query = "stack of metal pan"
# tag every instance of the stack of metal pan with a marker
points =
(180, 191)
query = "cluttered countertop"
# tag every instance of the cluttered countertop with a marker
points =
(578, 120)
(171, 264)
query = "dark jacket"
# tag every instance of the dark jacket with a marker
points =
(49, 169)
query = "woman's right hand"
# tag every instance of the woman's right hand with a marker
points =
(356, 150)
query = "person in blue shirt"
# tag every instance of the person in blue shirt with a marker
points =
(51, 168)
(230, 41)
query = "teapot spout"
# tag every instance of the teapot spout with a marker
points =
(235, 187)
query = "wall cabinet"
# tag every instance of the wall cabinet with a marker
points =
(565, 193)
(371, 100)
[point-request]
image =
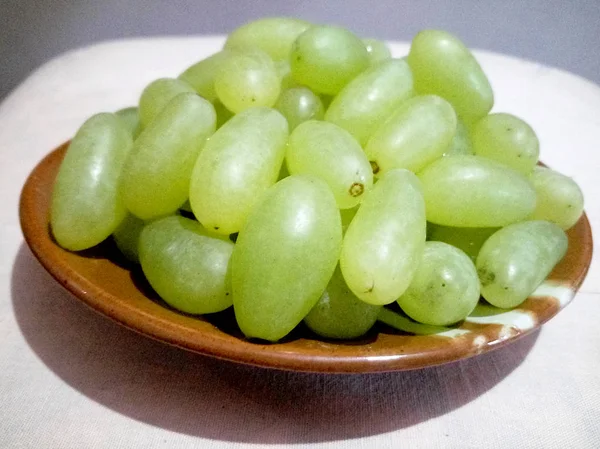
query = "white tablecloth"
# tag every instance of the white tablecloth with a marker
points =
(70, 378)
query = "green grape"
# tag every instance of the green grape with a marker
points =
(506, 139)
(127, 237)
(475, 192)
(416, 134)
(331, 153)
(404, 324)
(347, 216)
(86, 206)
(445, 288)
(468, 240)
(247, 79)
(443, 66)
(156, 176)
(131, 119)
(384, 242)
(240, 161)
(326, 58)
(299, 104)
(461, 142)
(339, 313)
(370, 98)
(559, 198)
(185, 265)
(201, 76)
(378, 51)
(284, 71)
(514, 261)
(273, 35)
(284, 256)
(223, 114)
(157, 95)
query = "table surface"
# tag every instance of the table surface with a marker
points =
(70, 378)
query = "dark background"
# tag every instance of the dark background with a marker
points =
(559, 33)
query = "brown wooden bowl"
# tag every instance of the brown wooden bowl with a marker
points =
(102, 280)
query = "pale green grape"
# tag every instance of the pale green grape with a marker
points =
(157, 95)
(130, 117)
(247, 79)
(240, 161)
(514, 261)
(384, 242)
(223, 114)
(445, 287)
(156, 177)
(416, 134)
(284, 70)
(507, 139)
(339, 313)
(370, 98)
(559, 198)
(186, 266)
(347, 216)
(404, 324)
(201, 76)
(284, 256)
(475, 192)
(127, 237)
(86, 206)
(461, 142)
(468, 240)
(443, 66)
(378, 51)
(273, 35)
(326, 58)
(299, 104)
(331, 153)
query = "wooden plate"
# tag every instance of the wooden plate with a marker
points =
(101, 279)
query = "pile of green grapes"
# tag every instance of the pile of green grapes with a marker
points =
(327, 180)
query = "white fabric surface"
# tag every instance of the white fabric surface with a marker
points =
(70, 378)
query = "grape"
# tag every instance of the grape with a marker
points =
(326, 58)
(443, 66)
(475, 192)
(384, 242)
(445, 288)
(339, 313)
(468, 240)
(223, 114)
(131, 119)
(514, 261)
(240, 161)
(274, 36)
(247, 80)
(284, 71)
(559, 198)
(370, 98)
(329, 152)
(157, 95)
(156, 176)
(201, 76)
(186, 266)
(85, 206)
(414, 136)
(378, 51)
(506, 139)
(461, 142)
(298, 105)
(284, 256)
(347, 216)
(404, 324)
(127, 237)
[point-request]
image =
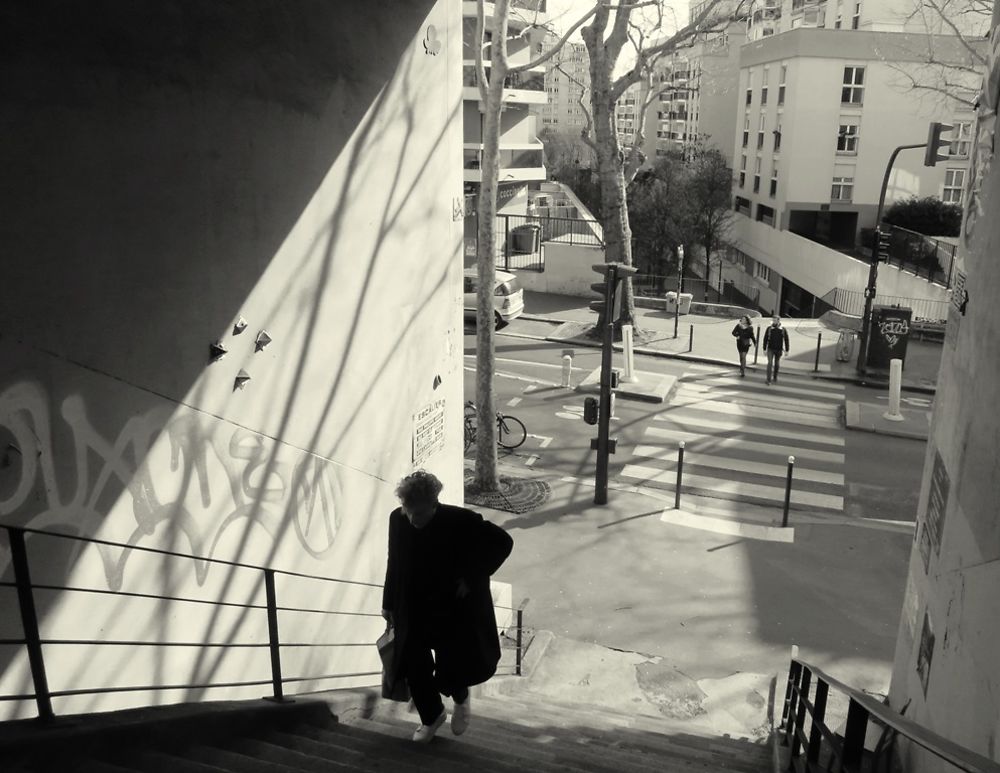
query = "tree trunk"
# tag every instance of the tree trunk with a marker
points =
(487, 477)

*SET PROBLEM*
Print the complete listing exactly as it stands, without its pictures.

*CORRECT RESPONSE*
query = "stack of metal pan"
# tag every instance of the stack of metal pan with a marker
points =
(180, 191)
query = "cluttered countertop"
# tag every instance of the cluttered countertop with a marker
points =
(578, 120)
(171, 264)
query = "dark jacket"
# tag every instance of the dark jacket with a marker
points =
(49, 169)
query = "woman's right hand"
# tag every instance of the woman's right hand with a marker
points =
(356, 150)
query = "person in blue shirt"
# tag every instance of the person in blue shirt with a marker
points =
(51, 168)
(230, 41)
query = "teapot spout"
# tag every instance of the teapot spout with a marker
points =
(235, 187)
query = "wall cabinet"
# tag every instance of the wall cabinet with a marker
points =
(565, 193)
(371, 100)
[point-request]
image =
query = "white tablecloth"
# tag every instance of the white tablecloth with a marker
points =
(70, 378)
query = "green grape"
# tag every instance of the green grape with a marker
points =
(506, 139)
(127, 237)
(475, 192)
(416, 134)
(331, 153)
(404, 324)
(347, 216)
(86, 206)
(445, 288)
(468, 240)
(247, 79)
(443, 66)
(156, 176)
(131, 119)
(384, 242)
(240, 161)
(326, 58)
(299, 104)
(461, 142)
(339, 313)
(370, 98)
(559, 198)
(185, 265)
(201, 76)
(378, 51)
(284, 71)
(514, 261)
(273, 35)
(284, 256)
(223, 114)
(157, 95)
query = "table surface"
# tag every instance of the table surface with a marker
points =
(70, 378)
query = "dark background"
# tag every instance of the dark background with a marker
points =
(559, 33)
query = "brown wooden bowl"
# tag every instance of the brown wooden bowl with a marker
points =
(102, 280)
query = "pale green grape"
# tag every instance of the pale green grape with a marker
points =
(157, 95)
(130, 117)
(247, 79)
(240, 161)
(514, 261)
(384, 242)
(223, 114)
(445, 287)
(156, 177)
(416, 134)
(284, 70)
(507, 139)
(339, 313)
(370, 98)
(559, 198)
(186, 266)
(347, 216)
(404, 324)
(201, 76)
(284, 256)
(475, 192)
(127, 237)
(86, 206)
(461, 142)
(468, 240)
(443, 66)
(378, 51)
(273, 35)
(326, 58)
(299, 104)
(331, 153)
query = "wooden plate"
# tag every instance of the wooden plate with a marker
points =
(101, 279)
query = "pile of green grapes"
# tag every instance of the pile of green grapes with a marker
points =
(327, 180)
query = "white fabric surface"
# tag every instance of the white fabric surface with a marker
points =
(70, 378)
query = "grape"
# tag every instance of the grape with a marker
points =
(326, 58)
(443, 66)
(475, 192)
(384, 242)
(445, 288)
(339, 313)
(468, 240)
(223, 114)
(131, 119)
(514, 261)
(240, 161)
(274, 36)
(247, 80)
(284, 71)
(559, 198)
(370, 98)
(329, 152)
(157, 95)
(156, 176)
(201, 76)
(186, 266)
(85, 206)
(414, 136)
(378, 51)
(506, 139)
(461, 142)
(298, 105)
(284, 256)
(347, 216)
(404, 324)
(127, 237)
[point-request]
image =
query = "tree trunk"
# tag every instance of the tree trunk with a marker
points =
(487, 477)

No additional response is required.